## Challenge
Below are some entries. Output each one exactly as it appears.

Location identification entries:
-- -- --

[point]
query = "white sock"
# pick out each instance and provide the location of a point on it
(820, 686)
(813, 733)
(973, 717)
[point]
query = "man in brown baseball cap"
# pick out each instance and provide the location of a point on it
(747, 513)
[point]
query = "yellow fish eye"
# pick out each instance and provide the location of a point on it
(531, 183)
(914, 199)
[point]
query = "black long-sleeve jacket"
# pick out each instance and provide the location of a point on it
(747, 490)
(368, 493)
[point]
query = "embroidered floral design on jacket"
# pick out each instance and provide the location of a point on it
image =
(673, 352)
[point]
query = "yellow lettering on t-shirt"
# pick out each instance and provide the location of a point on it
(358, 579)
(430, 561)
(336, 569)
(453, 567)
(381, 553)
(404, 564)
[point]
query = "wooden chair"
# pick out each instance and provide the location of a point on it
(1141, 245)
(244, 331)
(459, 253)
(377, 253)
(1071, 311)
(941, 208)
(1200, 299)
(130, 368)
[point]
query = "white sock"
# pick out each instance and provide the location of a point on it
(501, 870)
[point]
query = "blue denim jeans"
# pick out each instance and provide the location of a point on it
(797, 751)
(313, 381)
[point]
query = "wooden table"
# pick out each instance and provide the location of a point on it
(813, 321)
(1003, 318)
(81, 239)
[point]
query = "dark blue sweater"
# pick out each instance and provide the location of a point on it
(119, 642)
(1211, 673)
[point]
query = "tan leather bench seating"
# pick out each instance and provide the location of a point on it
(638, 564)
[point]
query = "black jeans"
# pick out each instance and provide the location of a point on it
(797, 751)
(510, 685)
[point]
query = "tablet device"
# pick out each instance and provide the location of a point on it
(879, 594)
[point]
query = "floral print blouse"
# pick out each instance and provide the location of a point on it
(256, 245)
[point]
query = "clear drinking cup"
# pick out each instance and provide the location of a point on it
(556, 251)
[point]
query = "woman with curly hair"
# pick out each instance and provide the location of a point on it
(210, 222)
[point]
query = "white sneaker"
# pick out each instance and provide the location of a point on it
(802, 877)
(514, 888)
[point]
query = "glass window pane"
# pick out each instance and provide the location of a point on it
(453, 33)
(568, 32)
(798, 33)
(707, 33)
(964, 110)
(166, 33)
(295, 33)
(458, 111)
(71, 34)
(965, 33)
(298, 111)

-- -- --

## Task output
[point]
query = "white sock"
# pick out each instance and provide the location of a point on it
(820, 686)
(813, 733)
(973, 717)
[point]
query = "man in brown baseball cap"
# pick out each instance and provide the location of a point on it
(747, 513)
[point]
query = "yellow fish eye"
# pick out each instance and provide the location of a point on it
(531, 183)
(914, 199)
[point]
query = "black long-sleeve jacket"
# pick out each instance and provide the location of a point on it
(747, 490)
(368, 493)
[point]
query = "embroidered floral design on jacket"
# pick out each instance and provide the location of a point on it
image =
(673, 352)
[point]
query = "yellow lettering on t-shirt"
# pick out each instance and provide the location of a point on it
(358, 579)
(430, 561)
(336, 569)
(453, 567)
(381, 553)
(404, 564)
[point]
query = "wooden chair"
# pick out each instance and provide the location of a point on it
(1141, 245)
(244, 331)
(459, 253)
(377, 253)
(1071, 311)
(941, 208)
(1200, 299)
(130, 368)
[point]
query = "white sock"
# pick out each instance and provide the location of a point on it
(501, 870)
[point]
query = "blue denim jeans"
# pick out each instance and provide the location of a point on it
(797, 751)
(313, 381)
[point]
query = "wooden table"
# pick out each instance and provide the location of a point on it
(813, 321)
(1003, 318)
(81, 239)
[point]
query = "dark blue sweater"
# pick out each instance and provide the location of a point on it
(119, 642)
(1211, 673)
[point]
query = "tan leather bench seating"
# pick out each instance and provide the location of a point on it
(638, 564)
[point]
query = "black jeans"
# pick out each instance and provide the location of a point on it
(797, 751)
(510, 685)
[point]
query = "tablet device"
# pick out each instance and provide the location of a point on it
(879, 594)
[point]
query = "floral print blouse"
# pick out each instance and provide the location of a point on it
(256, 245)
[point]
query = "clear drinking cup"
# pick out each instance and provide the location of a point on it
(556, 251)
[point]
query = "woman with curly hair"
# pick out each instance and provide the location of a point on it
(210, 222)
[point]
query = "white sneaker"
# pick out each instance and provide the location of a point on it
(802, 877)
(514, 888)
[point]
query = "glass window pane"
# pick out each instance and provide the location of a point on it
(453, 33)
(568, 32)
(798, 33)
(707, 33)
(964, 110)
(166, 33)
(295, 33)
(458, 111)
(71, 34)
(965, 33)
(298, 111)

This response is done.